Page:
┄┄┄┄┄┄

Nice job @mpvginde! This looks fantastic and I'm curious to hear from @RubenImhoff about #337.

I was wondering, should we add an explicit test on reproducibility?

RubenImhoff commented 6 months ago

Great work, @mpvginde! I will have a look at the PR later this week. :)

dnerini commented 5 months ago

Hi @mpvginde should we try to push your fixes quickly to master and release them? Do you need any support of the issues that are still open or you think this is now ready to be merged?

mpvginde commented 5 months ago

Hi @dnerini, I noticed last week that in some cases, the result was also dependent on the number of dask workers used. This should be fixed now with the last commit that I added. I think this can be merged now. I'm not sure why the Black check is failing though, If somebody could help me with that.

┄┄┄┄┄┄

Given data:
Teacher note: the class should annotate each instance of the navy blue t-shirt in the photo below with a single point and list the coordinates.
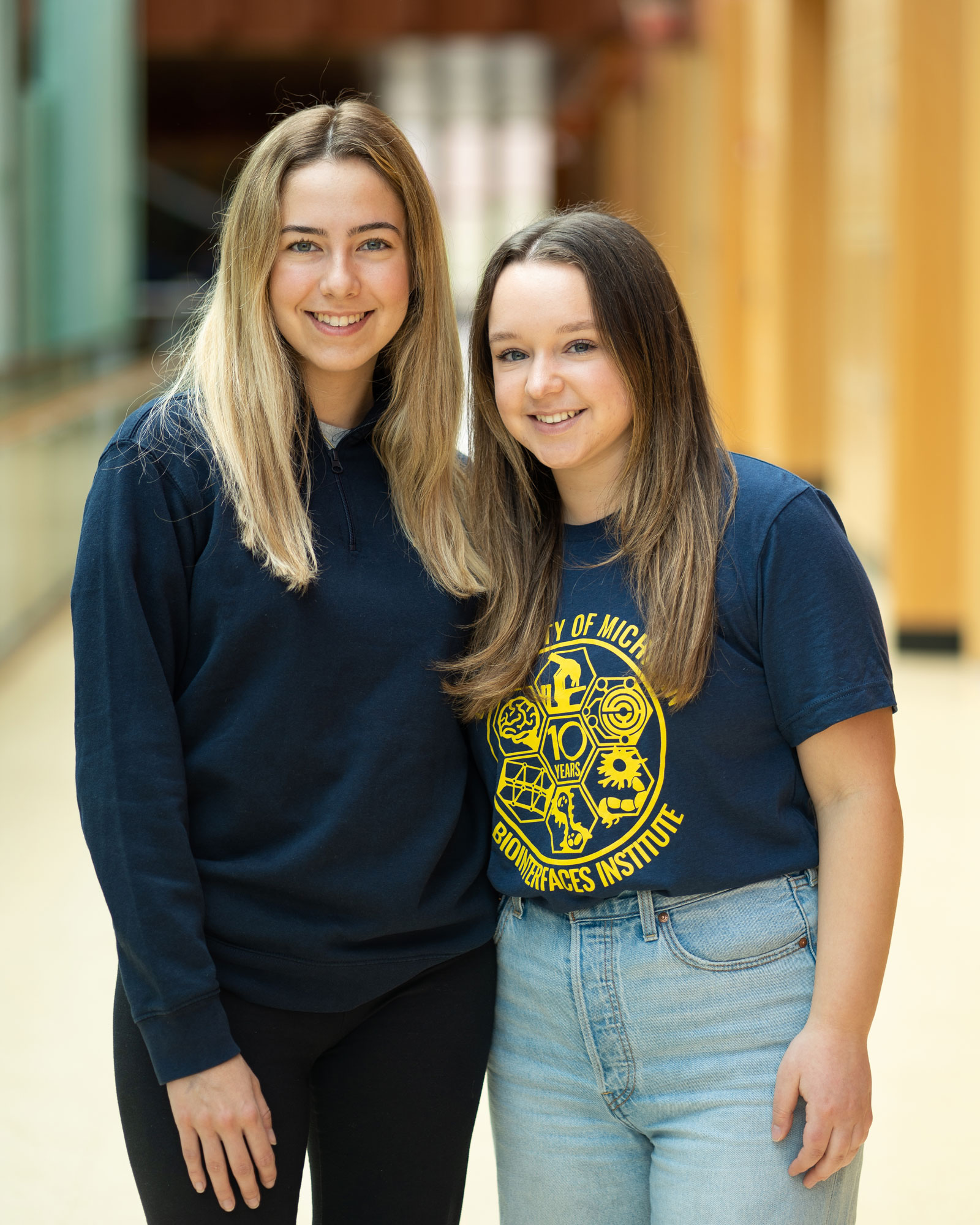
(601, 786)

┄┄┄┄┄┄

Requests:
1. In the pull request discussion, what did mpvginde find that the result sometimes also depended on?
2. Write the next part of the pull request discussion, picking up right after its last comment.

Results of the tasks:
1. The number of dask workers used.

2.
I did notice that the method used for generating the random numbers is using some deprecated numpy-functions. If I find some more time I will try to update the generation of random number to the latest best practices. But for now this fix should be ok.

dnerini commented 5 months ago

I think this can be merged now.

Brilliant! Just wondering if we should include the fix for the linda method too, as mentioned by @RubenImhoff?

I'm not sure why the Black check is failing though, If somebody could help me with that.

maybe you're using a older version of black locally? during tests we are using the latest available version

dnerini commented 5 months ago

alright, I'm merging this, thanks a lot @mpvginde for the nice contribution!